(Stored records)
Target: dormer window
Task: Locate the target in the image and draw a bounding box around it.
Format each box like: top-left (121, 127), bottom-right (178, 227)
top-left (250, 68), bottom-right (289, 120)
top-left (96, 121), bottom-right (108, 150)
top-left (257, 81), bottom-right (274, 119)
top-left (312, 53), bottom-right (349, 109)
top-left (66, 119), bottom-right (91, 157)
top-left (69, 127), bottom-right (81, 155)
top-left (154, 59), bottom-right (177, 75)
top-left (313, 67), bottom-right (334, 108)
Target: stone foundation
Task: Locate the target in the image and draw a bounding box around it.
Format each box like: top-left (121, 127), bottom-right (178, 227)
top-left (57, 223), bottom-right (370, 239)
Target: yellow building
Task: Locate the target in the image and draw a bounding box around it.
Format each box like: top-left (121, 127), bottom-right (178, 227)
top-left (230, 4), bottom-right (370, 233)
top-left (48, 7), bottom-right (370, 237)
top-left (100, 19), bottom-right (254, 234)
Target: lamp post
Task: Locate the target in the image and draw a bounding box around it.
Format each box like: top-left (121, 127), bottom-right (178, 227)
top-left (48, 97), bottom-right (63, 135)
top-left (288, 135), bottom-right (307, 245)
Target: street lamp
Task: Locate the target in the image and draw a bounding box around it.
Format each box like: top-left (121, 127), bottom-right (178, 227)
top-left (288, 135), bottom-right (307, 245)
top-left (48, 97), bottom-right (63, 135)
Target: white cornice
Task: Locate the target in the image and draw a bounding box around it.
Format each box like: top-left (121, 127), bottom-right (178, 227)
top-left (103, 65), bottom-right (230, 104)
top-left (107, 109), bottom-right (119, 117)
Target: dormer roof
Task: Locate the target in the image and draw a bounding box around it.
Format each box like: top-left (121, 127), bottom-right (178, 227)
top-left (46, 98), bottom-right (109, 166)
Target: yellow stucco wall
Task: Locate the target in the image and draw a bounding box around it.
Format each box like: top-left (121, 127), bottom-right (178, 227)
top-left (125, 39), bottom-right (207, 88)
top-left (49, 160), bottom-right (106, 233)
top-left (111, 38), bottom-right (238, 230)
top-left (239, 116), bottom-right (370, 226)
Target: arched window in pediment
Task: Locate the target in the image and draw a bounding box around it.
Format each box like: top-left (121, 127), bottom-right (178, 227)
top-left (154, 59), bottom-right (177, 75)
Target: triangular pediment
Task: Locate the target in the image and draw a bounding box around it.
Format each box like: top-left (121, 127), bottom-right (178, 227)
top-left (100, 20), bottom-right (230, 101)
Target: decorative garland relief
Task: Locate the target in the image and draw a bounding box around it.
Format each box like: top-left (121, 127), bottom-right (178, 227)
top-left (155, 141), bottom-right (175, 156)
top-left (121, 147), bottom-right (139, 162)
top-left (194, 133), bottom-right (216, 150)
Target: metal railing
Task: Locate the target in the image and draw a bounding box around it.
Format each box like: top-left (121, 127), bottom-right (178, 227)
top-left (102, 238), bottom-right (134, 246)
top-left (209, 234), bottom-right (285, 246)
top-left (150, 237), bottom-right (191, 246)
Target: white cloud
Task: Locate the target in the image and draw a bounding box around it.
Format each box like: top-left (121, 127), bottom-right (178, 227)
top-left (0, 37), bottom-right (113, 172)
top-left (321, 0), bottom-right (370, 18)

Goal:
Pull out every line in the rows above that contains the word "white". The match is case-sensitive.

The answer:
Target: white cornice
Target: white cloud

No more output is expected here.